> [Short task]
Render every line of the data below as a JSON list of strings, one string per line, with blank lines omitted. Leave the pictures out.

Items from a dataset
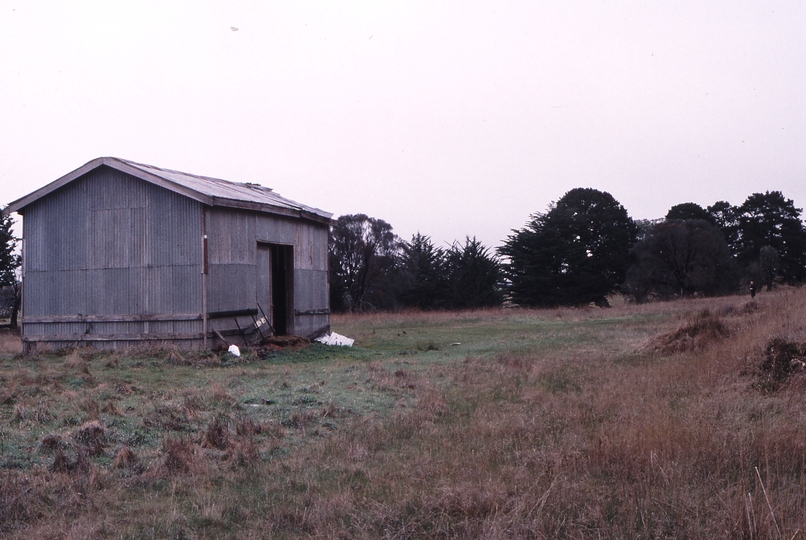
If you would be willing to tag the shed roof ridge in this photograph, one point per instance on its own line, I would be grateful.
(199, 176)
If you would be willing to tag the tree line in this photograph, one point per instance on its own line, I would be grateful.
(582, 250)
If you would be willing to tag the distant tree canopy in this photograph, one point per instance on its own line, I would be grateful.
(423, 274)
(372, 269)
(9, 260)
(473, 276)
(770, 219)
(681, 258)
(575, 254)
(584, 248)
(363, 255)
(686, 211)
(763, 239)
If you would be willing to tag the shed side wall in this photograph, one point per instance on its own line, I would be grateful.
(232, 246)
(112, 255)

> [Answer to this problem]
[
  "If you would be willing to tag the shed roof ridge in this photograph, one point per instance on its own line, I would be grateful.",
  "(199, 176)",
  "If you would be willing to tag the tree line in this photograph, one point per instance on its own line, I would be grateful.",
  "(582, 250)",
  "If you would be willing to tag the distant tree canopy in this photograph, one point per instance on its own line, I would be grateful.",
  "(423, 274)",
  "(372, 269)",
  "(9, 260)",
  "(473, 276)",
  "(770, 219)",
  "(681, 258)",
  "(575, 254)",
  "(584, 248)",
  "(363, 255)",
  "(686, 211)",
  "(763, 239)",
  "If you would be willing to tag the shed side wall in this photograph, one point per instance on its own line, I would be grateful.",
  "(232, 246)",
  "(112, 255)"
]